GOAL: Return the following lines and nothing else: the one holding "Task: point: the primary" and all those after it in the records below, unchanged, minus any pictures.

— START MATERIAL TO PROCESS —

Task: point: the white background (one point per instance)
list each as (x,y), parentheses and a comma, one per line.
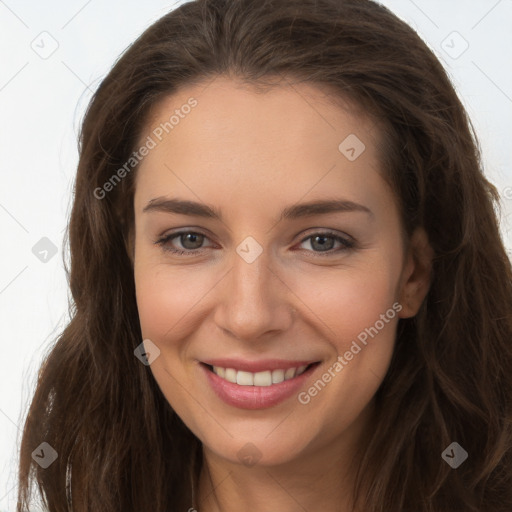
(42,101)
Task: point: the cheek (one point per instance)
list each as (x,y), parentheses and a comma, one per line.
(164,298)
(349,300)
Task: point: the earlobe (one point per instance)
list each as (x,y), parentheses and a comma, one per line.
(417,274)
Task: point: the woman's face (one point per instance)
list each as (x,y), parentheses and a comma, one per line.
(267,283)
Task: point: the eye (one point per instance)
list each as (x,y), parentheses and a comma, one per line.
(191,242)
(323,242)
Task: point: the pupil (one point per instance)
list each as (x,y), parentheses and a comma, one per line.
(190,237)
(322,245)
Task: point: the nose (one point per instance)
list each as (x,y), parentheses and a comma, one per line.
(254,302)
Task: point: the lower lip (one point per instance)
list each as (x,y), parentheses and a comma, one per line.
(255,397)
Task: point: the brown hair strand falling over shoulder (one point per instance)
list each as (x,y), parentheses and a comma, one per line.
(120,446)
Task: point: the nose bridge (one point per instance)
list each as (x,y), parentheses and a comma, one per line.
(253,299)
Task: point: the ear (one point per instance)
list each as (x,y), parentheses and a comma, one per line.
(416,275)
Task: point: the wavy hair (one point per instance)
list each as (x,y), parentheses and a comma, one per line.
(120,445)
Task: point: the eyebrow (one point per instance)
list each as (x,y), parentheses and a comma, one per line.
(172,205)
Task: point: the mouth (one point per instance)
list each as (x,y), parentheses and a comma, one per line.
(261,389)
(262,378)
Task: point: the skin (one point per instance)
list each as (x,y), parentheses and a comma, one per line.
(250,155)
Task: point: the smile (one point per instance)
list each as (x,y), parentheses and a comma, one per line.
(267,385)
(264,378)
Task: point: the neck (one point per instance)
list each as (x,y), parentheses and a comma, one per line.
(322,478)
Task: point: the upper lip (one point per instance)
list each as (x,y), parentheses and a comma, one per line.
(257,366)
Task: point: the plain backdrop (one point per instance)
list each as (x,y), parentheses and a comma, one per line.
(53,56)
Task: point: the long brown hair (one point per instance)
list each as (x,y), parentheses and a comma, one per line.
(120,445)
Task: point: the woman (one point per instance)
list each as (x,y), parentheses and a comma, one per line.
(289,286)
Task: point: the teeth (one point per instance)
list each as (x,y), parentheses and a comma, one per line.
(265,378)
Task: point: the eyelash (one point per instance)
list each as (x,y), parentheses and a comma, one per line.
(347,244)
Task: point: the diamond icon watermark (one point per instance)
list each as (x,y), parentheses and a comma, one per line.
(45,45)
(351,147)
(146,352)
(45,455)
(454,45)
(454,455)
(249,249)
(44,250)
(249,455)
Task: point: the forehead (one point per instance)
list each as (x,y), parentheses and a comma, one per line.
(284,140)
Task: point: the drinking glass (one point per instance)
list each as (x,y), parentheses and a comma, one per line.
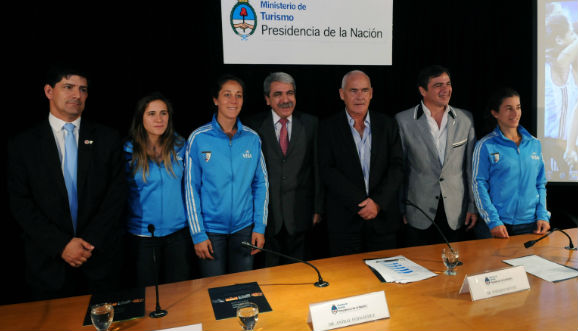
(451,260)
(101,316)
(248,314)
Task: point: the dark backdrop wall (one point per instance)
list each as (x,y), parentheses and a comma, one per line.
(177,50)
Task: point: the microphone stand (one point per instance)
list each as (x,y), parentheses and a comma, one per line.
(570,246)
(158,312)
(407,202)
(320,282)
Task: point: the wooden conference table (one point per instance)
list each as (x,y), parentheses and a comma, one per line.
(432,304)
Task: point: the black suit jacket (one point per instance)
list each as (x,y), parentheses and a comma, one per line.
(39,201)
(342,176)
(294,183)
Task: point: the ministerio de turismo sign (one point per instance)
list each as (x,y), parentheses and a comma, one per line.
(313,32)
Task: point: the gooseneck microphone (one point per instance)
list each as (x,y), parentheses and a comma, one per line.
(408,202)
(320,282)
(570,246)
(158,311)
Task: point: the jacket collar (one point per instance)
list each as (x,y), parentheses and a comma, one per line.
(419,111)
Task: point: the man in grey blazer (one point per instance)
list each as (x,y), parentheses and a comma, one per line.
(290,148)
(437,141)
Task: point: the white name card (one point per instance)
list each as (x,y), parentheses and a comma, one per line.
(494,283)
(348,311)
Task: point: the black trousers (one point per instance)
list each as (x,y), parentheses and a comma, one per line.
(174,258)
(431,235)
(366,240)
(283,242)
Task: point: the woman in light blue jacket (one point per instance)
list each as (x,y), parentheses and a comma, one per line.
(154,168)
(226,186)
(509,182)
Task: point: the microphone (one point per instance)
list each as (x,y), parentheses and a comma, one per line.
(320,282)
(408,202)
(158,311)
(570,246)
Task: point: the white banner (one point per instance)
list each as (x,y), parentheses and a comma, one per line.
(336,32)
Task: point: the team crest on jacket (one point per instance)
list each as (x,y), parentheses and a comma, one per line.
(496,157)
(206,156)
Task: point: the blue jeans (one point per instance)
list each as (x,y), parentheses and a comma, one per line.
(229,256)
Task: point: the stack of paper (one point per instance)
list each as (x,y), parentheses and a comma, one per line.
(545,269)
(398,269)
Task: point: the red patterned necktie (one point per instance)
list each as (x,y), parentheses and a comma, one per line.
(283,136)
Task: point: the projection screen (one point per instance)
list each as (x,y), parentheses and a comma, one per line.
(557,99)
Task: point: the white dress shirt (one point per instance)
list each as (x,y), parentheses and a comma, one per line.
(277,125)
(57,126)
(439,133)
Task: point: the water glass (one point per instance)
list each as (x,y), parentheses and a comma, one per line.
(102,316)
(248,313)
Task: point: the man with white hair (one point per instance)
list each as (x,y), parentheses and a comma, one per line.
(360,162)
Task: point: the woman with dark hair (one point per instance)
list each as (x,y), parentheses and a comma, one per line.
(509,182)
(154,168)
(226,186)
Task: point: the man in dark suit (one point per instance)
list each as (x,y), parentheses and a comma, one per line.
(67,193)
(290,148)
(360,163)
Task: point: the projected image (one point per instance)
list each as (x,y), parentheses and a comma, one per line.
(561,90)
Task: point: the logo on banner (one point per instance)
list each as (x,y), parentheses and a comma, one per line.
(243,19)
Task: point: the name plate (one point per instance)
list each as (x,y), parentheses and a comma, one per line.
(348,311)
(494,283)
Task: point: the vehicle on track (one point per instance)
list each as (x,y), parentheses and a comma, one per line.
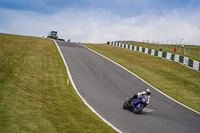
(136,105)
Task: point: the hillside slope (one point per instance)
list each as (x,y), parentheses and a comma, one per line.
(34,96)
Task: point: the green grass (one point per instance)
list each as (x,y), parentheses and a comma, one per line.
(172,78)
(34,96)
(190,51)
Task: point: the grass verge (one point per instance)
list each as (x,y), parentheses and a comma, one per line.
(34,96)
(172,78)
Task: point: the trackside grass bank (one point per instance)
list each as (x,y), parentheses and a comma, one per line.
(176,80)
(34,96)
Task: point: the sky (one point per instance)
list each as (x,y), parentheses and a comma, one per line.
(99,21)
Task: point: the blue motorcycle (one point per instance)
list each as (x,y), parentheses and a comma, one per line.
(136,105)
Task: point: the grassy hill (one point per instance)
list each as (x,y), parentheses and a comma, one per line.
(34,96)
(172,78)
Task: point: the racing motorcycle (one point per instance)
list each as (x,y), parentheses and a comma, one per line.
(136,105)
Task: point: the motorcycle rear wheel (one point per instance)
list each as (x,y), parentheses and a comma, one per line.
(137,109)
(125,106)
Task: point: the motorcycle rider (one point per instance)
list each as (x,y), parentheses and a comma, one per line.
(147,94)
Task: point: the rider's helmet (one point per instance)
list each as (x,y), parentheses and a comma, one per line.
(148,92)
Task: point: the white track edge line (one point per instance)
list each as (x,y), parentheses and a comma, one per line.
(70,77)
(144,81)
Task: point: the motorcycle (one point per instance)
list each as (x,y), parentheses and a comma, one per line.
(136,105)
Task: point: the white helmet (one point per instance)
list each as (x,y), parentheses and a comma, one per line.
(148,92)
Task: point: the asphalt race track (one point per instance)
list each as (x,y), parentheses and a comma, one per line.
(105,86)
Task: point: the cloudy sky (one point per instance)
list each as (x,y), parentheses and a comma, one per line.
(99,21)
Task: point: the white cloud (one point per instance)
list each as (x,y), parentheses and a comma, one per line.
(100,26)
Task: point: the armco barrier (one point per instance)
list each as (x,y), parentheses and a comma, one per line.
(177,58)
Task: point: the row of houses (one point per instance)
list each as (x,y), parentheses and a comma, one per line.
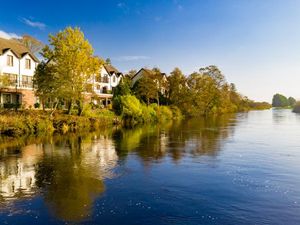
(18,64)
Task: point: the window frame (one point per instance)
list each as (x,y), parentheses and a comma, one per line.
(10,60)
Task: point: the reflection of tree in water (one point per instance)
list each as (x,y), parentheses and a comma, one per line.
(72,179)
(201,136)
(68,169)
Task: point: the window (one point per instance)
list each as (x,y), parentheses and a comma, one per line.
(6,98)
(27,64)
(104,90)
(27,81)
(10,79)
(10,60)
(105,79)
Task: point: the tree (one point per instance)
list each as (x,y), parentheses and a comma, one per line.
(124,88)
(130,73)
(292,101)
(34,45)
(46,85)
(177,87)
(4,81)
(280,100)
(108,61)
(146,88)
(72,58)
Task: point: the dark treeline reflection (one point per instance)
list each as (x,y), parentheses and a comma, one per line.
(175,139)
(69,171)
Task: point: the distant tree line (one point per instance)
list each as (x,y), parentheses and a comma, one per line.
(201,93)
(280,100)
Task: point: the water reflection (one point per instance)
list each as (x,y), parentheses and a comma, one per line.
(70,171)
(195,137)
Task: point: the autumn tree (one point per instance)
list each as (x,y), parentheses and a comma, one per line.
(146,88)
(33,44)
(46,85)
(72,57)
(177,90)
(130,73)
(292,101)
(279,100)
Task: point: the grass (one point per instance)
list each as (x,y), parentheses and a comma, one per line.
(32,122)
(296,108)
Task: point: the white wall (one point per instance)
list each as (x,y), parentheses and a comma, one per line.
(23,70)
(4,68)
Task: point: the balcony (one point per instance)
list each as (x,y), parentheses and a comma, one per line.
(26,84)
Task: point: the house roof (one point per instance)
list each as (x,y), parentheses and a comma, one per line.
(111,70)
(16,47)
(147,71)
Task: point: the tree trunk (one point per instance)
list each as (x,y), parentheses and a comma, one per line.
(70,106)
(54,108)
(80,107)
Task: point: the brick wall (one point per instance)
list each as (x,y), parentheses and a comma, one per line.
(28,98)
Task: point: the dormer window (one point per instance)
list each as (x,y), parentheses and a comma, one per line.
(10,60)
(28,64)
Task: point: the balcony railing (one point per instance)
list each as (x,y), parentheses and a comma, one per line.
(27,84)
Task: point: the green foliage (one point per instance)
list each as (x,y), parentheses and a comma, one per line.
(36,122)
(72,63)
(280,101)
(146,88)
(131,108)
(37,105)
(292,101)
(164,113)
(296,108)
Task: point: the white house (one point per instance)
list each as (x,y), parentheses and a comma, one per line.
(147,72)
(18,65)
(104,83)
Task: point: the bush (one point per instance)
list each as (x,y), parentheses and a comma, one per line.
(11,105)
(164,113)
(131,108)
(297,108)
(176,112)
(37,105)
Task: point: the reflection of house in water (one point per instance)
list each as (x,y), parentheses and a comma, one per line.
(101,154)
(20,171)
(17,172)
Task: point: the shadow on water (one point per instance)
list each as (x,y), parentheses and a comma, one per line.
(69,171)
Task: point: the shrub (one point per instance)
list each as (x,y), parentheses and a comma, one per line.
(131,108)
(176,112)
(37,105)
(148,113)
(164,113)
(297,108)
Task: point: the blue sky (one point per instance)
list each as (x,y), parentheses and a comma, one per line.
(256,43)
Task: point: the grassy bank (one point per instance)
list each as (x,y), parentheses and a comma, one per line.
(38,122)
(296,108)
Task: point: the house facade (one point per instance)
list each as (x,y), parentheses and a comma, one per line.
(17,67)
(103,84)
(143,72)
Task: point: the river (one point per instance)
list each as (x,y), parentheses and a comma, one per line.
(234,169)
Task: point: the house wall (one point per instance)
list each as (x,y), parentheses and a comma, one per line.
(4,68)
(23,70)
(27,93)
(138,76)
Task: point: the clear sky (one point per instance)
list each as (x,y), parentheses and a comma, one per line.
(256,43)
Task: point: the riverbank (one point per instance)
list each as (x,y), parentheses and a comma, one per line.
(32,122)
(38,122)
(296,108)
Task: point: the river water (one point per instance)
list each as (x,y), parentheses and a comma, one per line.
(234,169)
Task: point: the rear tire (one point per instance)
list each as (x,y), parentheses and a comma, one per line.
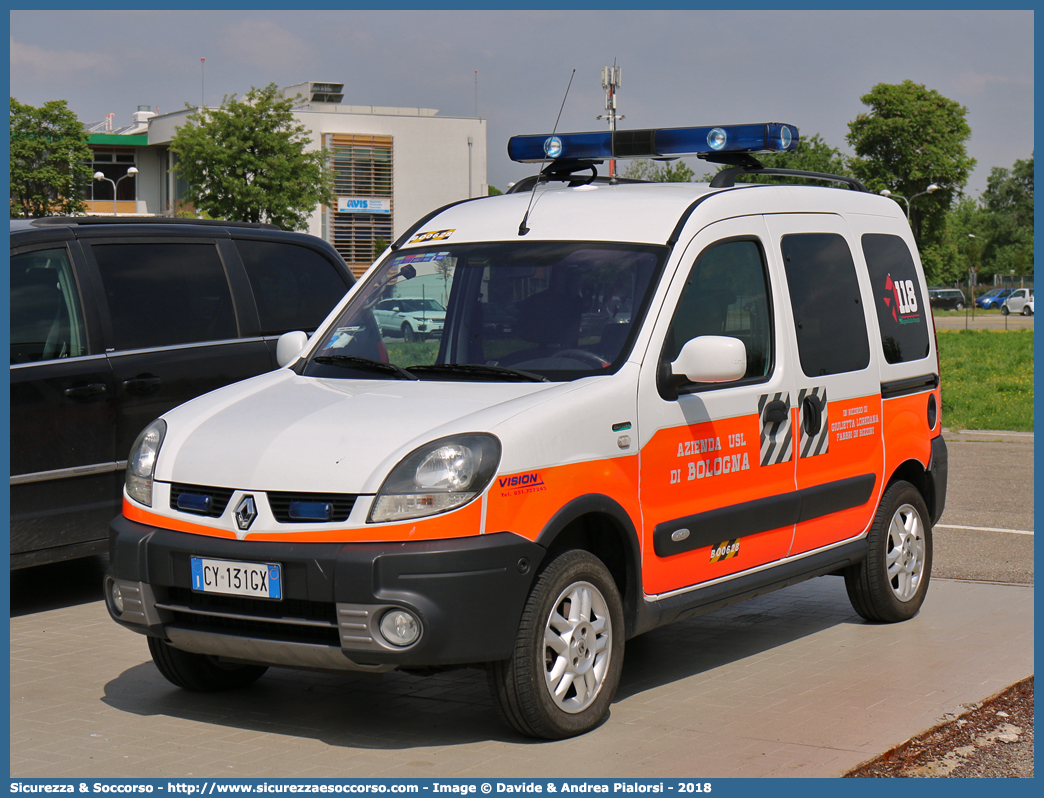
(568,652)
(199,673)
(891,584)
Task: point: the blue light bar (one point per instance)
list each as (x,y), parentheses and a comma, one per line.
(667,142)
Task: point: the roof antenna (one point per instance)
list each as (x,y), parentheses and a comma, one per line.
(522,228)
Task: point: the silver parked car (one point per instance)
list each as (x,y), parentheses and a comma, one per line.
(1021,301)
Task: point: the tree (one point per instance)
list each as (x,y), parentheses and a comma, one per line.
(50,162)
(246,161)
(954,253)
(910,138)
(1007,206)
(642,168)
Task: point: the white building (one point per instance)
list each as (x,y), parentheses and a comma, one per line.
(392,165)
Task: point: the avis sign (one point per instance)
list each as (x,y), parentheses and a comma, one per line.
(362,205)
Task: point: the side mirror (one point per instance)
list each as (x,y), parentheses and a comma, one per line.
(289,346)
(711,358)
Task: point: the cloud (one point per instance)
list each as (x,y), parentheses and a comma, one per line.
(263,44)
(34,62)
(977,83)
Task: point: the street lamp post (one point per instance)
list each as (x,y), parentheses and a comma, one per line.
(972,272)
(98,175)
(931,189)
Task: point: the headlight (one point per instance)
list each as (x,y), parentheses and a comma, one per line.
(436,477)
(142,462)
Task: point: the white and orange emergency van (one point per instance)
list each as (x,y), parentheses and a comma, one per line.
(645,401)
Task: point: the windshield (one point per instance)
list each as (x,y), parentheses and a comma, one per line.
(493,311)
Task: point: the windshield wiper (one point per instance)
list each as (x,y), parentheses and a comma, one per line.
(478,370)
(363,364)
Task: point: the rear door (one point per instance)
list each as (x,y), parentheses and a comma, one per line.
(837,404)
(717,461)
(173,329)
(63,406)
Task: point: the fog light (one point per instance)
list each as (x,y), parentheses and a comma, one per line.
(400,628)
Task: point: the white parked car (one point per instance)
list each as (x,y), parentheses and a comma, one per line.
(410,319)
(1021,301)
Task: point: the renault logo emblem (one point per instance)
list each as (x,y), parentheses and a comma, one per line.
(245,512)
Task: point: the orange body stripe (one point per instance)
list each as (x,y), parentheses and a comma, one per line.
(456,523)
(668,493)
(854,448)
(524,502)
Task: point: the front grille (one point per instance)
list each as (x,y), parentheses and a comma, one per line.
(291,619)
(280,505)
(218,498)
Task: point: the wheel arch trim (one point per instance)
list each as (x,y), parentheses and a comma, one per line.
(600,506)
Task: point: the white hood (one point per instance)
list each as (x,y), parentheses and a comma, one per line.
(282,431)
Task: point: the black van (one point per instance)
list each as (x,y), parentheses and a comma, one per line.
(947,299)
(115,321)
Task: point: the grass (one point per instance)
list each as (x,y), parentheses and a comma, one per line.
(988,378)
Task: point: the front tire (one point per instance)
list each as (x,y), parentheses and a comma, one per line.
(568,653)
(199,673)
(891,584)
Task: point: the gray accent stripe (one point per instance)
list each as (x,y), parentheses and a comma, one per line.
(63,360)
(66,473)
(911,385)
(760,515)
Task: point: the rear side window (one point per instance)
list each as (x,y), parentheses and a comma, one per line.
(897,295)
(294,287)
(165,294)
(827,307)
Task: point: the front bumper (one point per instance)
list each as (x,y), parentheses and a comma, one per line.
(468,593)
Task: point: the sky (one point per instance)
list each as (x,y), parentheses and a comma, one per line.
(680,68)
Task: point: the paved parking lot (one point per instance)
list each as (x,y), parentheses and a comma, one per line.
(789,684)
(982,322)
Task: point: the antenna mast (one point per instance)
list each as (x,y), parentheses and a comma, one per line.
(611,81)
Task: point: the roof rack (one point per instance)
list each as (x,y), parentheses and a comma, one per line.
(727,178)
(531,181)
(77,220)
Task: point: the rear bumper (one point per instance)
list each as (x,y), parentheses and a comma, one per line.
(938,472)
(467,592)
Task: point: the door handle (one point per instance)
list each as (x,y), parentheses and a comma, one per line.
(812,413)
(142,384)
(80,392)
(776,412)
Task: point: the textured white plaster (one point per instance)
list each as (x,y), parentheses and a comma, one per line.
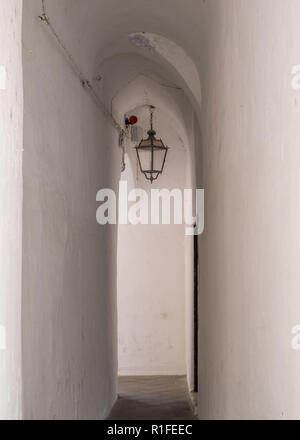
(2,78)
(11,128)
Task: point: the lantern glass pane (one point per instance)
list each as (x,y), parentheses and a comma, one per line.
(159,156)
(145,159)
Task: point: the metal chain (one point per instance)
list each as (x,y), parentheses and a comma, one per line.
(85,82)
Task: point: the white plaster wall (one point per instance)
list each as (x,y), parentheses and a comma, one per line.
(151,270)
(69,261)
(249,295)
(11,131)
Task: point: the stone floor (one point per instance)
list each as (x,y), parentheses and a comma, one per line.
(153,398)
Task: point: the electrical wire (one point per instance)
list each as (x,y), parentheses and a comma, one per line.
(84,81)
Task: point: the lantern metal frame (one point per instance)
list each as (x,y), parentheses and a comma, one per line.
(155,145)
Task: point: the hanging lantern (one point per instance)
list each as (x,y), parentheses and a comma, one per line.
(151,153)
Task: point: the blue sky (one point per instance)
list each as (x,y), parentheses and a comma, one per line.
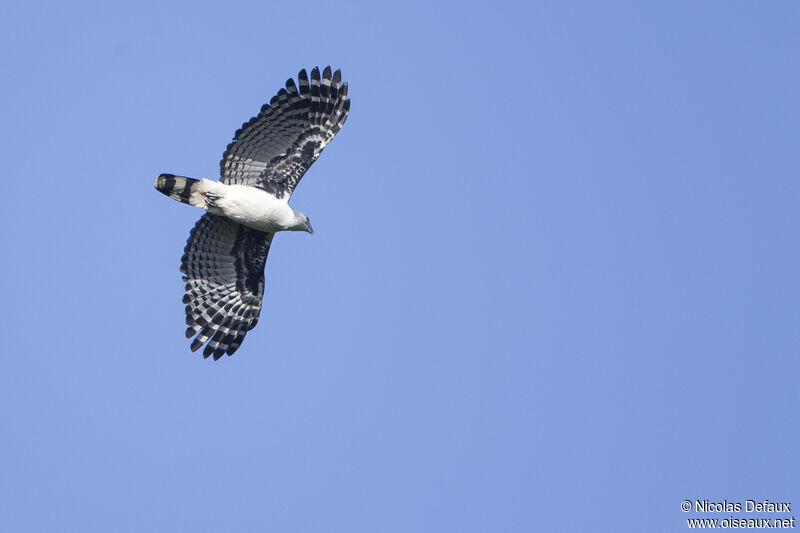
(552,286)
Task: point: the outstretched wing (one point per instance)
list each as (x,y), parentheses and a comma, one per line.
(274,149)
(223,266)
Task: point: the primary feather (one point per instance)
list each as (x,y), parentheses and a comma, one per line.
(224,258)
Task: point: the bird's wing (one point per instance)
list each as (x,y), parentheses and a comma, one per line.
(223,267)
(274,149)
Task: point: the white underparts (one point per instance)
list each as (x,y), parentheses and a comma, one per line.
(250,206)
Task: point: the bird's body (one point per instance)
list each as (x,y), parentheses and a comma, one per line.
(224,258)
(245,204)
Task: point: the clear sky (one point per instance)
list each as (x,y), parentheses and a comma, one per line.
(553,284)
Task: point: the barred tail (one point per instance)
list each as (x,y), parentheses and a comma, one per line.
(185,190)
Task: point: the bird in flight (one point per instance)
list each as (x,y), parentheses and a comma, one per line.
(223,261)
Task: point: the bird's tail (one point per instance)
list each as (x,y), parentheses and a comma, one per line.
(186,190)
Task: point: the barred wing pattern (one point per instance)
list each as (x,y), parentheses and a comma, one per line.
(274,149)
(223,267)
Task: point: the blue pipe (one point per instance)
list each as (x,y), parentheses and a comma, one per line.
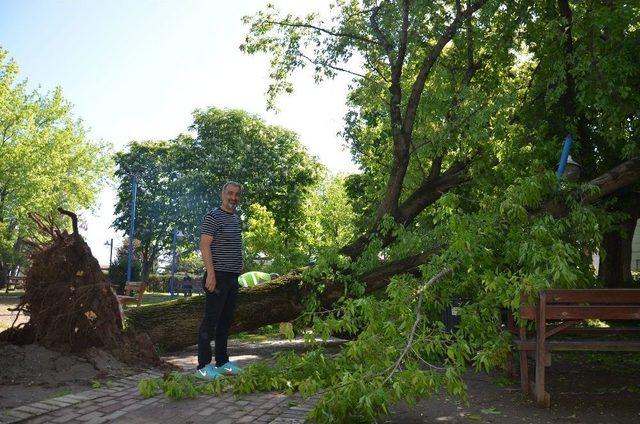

— END MATERIAL TO PROCESS —

RIGHT ANSWER:
Task: point: the primary feather (one point per instance)
list each as (x,y), parentheses and a comma, one per line.
(224,258)
Task: point: the bird's wing (one point per instance)
list each as (x,y), parentheses and a comma, one per line.
(223,267)
(274,149)
Task: point: the white underparts (one point per instance)
list each as (x,y), parentheses and a comma, one per line.
(250,206)
Task: point: the bird's body (one point per instance)
list each as (x,y), parentheses and a comma, one per line.
(224,258)
(245,204)
Task: point: the clear sky (one point per instance)
list each as (x,y), parentheses and a comma, one per line.
(553,284)
Task: point: the barred tail (one point per instance)
list each as (x,y), parentheses and a comma, one per line.
(185,190)
Task: point: the bird in flight (one point per instance)
list each as (x,y), parentheses and a comma, one per line.
(223,261)
Task: point: the bird's tail (one point per instance)
list each as (x,y), parentheses and a comma, one per line.
(186,190)
Task: point: the barred wing pattern (one point per instance)
list each as (x,y), parentheses and a comma, one per line.
(274,149)
(223,267)
Task: point: the blue pipe (one point per instance)
list each as (x,y), parentheses and a comma, one per line.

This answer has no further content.